# Excerpted data:
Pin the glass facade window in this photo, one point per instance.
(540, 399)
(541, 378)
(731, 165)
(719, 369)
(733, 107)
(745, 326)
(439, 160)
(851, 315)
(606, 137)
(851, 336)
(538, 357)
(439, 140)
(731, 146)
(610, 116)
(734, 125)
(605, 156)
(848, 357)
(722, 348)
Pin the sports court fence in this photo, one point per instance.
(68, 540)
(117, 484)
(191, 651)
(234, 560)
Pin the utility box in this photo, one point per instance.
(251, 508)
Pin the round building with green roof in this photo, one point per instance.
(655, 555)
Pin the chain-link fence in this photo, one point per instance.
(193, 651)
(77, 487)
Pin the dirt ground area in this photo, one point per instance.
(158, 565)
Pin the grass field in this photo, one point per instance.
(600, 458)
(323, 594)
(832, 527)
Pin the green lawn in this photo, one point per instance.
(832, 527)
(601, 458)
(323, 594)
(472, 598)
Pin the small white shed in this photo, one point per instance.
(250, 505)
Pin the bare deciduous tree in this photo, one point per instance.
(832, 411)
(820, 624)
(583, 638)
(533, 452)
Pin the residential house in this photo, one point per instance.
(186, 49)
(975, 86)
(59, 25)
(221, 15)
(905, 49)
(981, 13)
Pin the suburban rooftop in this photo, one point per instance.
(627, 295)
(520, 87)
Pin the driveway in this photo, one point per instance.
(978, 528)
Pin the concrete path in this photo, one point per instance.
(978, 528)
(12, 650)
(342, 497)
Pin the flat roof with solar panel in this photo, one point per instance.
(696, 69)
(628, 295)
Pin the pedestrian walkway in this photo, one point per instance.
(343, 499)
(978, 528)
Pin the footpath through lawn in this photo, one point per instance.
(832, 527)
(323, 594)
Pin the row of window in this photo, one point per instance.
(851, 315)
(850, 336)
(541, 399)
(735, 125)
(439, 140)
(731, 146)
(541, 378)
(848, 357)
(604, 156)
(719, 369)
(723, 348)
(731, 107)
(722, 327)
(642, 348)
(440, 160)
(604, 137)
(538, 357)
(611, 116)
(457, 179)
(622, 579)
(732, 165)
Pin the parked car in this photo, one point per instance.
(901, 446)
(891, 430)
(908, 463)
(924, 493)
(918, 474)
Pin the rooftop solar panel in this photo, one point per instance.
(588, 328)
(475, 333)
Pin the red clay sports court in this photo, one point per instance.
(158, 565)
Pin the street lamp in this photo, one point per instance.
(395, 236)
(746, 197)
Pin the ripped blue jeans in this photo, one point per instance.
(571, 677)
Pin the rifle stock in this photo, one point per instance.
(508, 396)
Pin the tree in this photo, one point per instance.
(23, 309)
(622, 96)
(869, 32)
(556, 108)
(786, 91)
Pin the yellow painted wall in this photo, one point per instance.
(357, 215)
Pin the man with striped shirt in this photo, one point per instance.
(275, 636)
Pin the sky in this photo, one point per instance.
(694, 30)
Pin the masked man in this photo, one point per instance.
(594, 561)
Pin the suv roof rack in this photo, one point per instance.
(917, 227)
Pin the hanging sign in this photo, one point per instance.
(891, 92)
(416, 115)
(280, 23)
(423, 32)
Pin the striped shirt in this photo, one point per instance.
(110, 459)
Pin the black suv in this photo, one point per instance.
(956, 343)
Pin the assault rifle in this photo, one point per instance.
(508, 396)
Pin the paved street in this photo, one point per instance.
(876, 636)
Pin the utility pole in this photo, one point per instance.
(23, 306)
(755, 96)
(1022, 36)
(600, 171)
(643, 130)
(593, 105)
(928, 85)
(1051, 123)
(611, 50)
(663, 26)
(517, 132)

# Work item:
Each entry shown above must be retyped word for word.

# Answer to this task:
Pin the glass facade window in this photo, one point per instance.
(540, 399)
(541, 378)
(731, 165)
(719, 369)
(733, 107)
(745, 326)
(439, 160)
(851, 315)
(606, 137)
(851, 336)
(538, 357)
(439, 140)
(731, 146)
(610, 116)
(734, 125)
(605, 156)
(848, 357)
(722, 348)
Pin the sports court fence in this photo, one point per instance.
(68, 540)
(117, 484)
(191, 651)
(234, 560)
Pin the utility box in this photo, one point per instance.
(251, 508)
Pin the round building with green roof in this photo, one point per instance.
(655, 555)
Pin the chain-link fence in this photo, one point per instance.
(193, 651)
(77, 487)
Pin the dirt ground area in this photo, one point per instance.
(158, 565)
Pin the grass field in this photo, one point per instance.
(600, 458)
(323, 594)
(832, 527)
Pin the green lawn in this photo, one point per instance.
(832, 527)
(601, 458)
(323, 594)
(472, 598)
Pin the small white shed in this photo, one point per instance.
(250, 505)
Pin the bare deciduous tree in this photo, one point per instance.
(832, 411)
(820, 624)
(583, 638)
(533, 452)
Pin the residential house in this photo, one point per instance.
(186, 49)
(975, 86)
(59, 25)
(221, 15)
(905, 49)
(981, 13)
Pin the suburban rooftop in this photo, one point per instance.
(627, 295)
(520, 87)
Pin the driveway in this photo, one point per instance.
(978, 528)
Pin the concrete path in this photo, one point per instance.
(978, 528)
(12, 650)
(342, 497)
Pin the flat roof with solar panel in this photo, one point per instance.
(696, 69)
(628, 295)
Pin the pedestrian walkway in this photo, one point per instance.
(343, 499)
(978, 528)
Pin the footpath through lawn in this photo, one point per instance.
(832, 527)
(323, 594)
Pin the row of window in this photo, one point per instance.
(851, 315)
(850, 336)
(541, 399)
(735, 125)
(439, 140)
(731, 146)
(541, 378)
(848, 357)
(604, 156)
(719, 369)
(723, 348)
(731, 107)
(722, 327)
(642, 348)
(440, 160)
(604, 137)
(538, 357)
(611, 116)
(457, 179)
(622, 579)
(732, 165)
Pin the parked car in this photo, one point per instance.
(901, 446)
(891, 430)
(908, 463)
(924, 493)
(918, 474)
Pin the rooftop solar panel in this photo, one point per instance.
(588, 328)
(475, 333)
Pin the red clay sports court in this photo, one point per instance.
(158, 565)
Pin the street lamp in this photo, one point per instance.
(395, 236)
(746, 197)
Pin the ripped blue jeans in this photo, one point per instance.
(571, 677)
Pin the rifle stock in this photo, one point per instance.
(508, 396)
Pin the tree in this photo, one point per instance.
(23, 309)
(622, 96)
(869, 32)
(556, 108)
(786, 91)
Pin the yellow painted wall in this photo, one point per instance.
(357, 215)
Pin the man with striped shirt in this photo, one point per instance.
(275, 636)
Pin the sky in this photo, one point per instance.
(694, 30)
Pin the masked man in this photo, one point per instance.
(594, 561)
Pin the suv roof rack in this photo, one point per instance.
(917, 227)
Pin the hanging sign in this photo, one point per instance.
(891, 92)
(416, 115)
(280, 23)
(423, 32)
Pin the striped shirt in this photo, one point per instance.
(110, 459)
Pin the black suv in this photo, one point per instance.
(956, 343)
Pin the assault rifle in this photo, one point per instance.
(508, 396)
Pin the paved street in this photo, one point per instance.
(876, 636)
Pin the utility pole in this photo, one point per instance.
(23, 306)
(755, 96)
(1022, 36)
(600, 171)
(643, 130)
(593, 105)
(928, 85)
(1051, 123)
(611, 50)
(663, 26)
(517, 132)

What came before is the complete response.